== GIVEN RECORDS ==

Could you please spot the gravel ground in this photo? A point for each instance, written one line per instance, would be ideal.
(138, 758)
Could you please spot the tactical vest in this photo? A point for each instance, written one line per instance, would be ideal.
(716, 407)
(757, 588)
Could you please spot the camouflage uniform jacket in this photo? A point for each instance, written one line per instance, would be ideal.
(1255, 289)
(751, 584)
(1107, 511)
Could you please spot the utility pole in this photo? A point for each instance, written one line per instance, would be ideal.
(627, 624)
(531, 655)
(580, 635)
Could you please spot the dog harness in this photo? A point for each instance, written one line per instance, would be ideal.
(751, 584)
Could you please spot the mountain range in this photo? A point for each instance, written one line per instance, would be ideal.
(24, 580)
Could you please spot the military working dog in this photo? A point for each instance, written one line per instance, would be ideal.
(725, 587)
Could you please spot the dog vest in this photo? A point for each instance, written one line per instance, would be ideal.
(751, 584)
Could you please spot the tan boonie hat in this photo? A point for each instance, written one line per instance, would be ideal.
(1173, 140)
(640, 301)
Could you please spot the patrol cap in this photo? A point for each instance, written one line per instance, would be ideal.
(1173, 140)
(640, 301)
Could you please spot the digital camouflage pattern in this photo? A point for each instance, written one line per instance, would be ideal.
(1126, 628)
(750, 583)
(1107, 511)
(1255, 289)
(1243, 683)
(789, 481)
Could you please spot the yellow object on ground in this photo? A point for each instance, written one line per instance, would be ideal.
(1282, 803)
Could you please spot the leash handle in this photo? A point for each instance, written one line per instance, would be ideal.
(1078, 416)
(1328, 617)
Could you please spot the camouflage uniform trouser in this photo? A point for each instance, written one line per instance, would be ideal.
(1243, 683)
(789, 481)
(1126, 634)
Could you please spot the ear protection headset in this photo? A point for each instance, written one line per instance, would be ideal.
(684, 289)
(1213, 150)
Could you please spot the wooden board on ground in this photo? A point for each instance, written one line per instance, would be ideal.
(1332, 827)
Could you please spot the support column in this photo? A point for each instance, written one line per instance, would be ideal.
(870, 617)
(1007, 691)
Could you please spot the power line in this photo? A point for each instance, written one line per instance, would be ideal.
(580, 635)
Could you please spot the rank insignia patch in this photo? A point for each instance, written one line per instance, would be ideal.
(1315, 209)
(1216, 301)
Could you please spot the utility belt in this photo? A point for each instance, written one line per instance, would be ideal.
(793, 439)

===

Please give each line above again, word for word.

YOUR SOLUTION:
Could you please spot the gravel ground in this photo? A point for each instance, written one line per instance, would be ideal.
(138, 758)
Could you please spot the tactical vest in this photo? A point for each instance, written one line per instance, would be ideal.
(716, 407)
(757, 588)
Could you please spot the camouflage uniform jacket in this photo? A point for each instance, written one line per instance, would be ideal.
(1255, 289)
(751, 584)
(1107, 511)
Could you please spot the utility pole in this photo? A point for each instance, written one line per instance, would be ideal.
(627, 624)
(531, 655)
(580, 635)
Could you please spot the dog harness in this photo? A point for each instance, written one line per instance, would be ideal.
(751, 584)
Could you please spot the mountain range in this photo? A point for each instance, written one line per instance, would be ideal.
(24, 580)
Could you please spot the military working dog in this photo? A point for each instance, written one line per instance, would be ideal.
(725, 587)
Could you please spot the dog vest in this photo? A point for each instance, written one line per instance, would be ideal.
(751, 584)
Could you please spot the tan boonie hat in this photo? A point for each instance, written one line per instance, would be ideal.
(1173, 140)
(640, 301)
Could you please spot the patrol cap in this photo? A point for each instance, written one line per instance, would be ideal.
(1173, 140)
(640, 301)
Could you please spot the digital camouflage pattern in this photo? A point for each instance, written one line per instance, would be ideal.
(1126, 628)
(750, 583)
(1107, 511)
(1255, 289)
(1243, 683)
(789, 481)
Could you please spot the yellow object on ground in this photo? A point for each instance, written one line per instance, would be ideal.
(1282, 803)
Could you please spot the leash handle in this photo? A point for each instance, written one line per instance, would be ideal.
(1078, 416)
(1328, 617)
Could you please spot the camouflage uniform trouser in this photo? A point for each instance, written one line per instance, would be ideal.
(1243, 683)
(789, 481)
(1126, 634)
Could you please spot the ear protection headset in this photo? A point for each instance, written one line per instance, would be ideal.
(684, 289)
(1213, 150)
Could you please spot the wooden board on ground in this photo? A point for each instance, written one line per instance, would be ideal.
(1332, 827)
Could you please spot the support column in this photo? A point for each instance, written one line per instance, would be ideal.
(870, 617)
(1007, 691)
Could you please spot the power line in this photo? A point for each instance, written one line per instance, would be ideal.
(580, 635)
Could you please spot the rank insignia patch in this photo? A point for each instance, written one line per instance, would be ideal.
(1315, 209)
(1216, 301)
Could you please spot the utility belt in this photo? A point for each instance, written one line per instance, would be ideal.
(793, 439)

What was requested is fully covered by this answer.